--- start of MATERIAL TO PROCESS ---

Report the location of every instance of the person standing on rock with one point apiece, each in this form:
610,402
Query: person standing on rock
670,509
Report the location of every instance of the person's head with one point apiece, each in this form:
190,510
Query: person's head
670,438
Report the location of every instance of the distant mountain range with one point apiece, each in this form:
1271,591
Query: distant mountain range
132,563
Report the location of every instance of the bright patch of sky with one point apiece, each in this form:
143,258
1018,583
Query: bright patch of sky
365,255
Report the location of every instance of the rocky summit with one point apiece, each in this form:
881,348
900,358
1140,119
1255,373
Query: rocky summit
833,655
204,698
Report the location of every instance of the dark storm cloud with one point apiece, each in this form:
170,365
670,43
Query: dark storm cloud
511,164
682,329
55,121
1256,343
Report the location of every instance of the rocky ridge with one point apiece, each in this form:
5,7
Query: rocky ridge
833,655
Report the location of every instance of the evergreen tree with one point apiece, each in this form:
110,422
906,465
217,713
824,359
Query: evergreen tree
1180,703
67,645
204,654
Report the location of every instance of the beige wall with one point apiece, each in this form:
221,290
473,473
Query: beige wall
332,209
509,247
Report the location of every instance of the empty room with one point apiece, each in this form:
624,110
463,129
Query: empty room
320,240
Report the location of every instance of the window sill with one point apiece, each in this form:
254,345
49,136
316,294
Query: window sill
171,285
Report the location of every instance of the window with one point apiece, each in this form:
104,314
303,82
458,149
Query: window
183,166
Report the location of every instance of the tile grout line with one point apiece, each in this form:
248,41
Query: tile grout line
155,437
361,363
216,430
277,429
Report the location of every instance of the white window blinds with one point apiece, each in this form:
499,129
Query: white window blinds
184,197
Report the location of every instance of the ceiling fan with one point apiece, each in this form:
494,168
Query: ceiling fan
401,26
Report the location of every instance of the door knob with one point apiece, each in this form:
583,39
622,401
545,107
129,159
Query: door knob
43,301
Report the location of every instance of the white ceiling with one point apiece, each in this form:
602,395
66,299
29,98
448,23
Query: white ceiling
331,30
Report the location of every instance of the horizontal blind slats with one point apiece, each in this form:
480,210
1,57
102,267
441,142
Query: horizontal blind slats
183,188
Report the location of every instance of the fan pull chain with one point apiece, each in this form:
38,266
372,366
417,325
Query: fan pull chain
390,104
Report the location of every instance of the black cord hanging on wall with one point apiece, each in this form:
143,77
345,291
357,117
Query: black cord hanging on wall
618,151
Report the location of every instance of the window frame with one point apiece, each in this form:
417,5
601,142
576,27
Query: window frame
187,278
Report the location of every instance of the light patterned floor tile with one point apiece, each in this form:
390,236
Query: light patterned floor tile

--- end of MATERIAL TO PROCESS ---

**WHAT IS ASKED**
Can you return all of the records above word for word, with nothing changed?

**THE RESPONSE**
Report the location of every instance of the person standing on rock with one point apiece, each in this form:
610,402
Query: person standing on rock
670,509
Report the location of every instance of the person's head with one point apiece, each in this form:
190,510
Query: person's head
670,438
Report the location of every instance of the distant mountain range with one point apiece, each in this form:
1271,591
Query: distant mountain range
132,563
Report the location of every instance of the bright patch of sky with one point apiece, each in this form:
143,258
1018,583
Query: bright patch of sky
365,255
Report the location of every instance of the rocky summit with one point apiece, each in this form:
881,348
900,358
1140,119
1255,373
Query: rocky summit
833,655
204,698
Report the location of every instance of the dark storm cloud with one point apiece, each in this form:
170,365
670,43
Query: dark storm cloud
511,164
682,329
55,121
1256,343
Report the location of every instance of the rocky ridge with one point apiece, each in this form:
5,7
Query: rocky ridge
833,655
Report the location of every instance of the evergreen tree with one point apiece, each in this form:
110,422
906,465
217,713
824,359
Query: evergreen tree
1180,703
67,645
204,654
Report the location of every instance of the beige wall with one point apiece, each in this form:
221,290
473,473
Query: beige wall
332,209
509,247
Report the location of every instance of the empty room with one point apiece, each in this form:
624,110
463,129
Query: empty room
320,240
Report the location of every instance of the window sill with one point apiece, each in this form:
254,345
49,136
316,294
Query: window sill
171,285
Report the location of every instance of the window with one point apiece, each in this form:
104,314
303,82
458,149
Query: window
183,166
Report the location of every instance of the tile grout line with one point apiece, each in this form:
248,41
Query: tile grout line
155,437
361,363
216,430
277,429
Report the location of every instance of the white window blinds with one point apiece, each in this form:
499,129
Query: white window blinds
184,197
Report the location of every instance of the ceiling fan with one point apiece, each in this form:
494,168
Query: ceiling fan
401,26
Report the location of every instance of the door knob with one point apiece, each in this form:
583,39
622,401
545,107
129,159
Query: door knob
43,301
Report the location of every instance of the white ceiling with one point apiece, each in this form:
602,395
66,299
29,98
448,23
Query: white ceiling
331,30
Report the location of every instance of the horizontal blind slats with one point apiece, each in this form:
480,210
1,57
102,267
441,142
Query: horizontal blind slats
183,188
Report the location of every instance of the fan pull chain with one point apiece, each in this form:
38,266
372,366
417,325
Query: fan pull chain
390,104
Report the location of every instance of the black cord hanging on wall with one point apiece, each in this form:
143,77
345,291
357,117
Query: black cord hanging on wall
618,151
Report the location of every instance of the window frame with one point apiece, each in this form:
417,5
601,142
576,27
Query: window frame
187,278
Report the location of every instance of the light patterned floor tile with one point apiece, each in this form:
390,236
Query: light patterned floor tile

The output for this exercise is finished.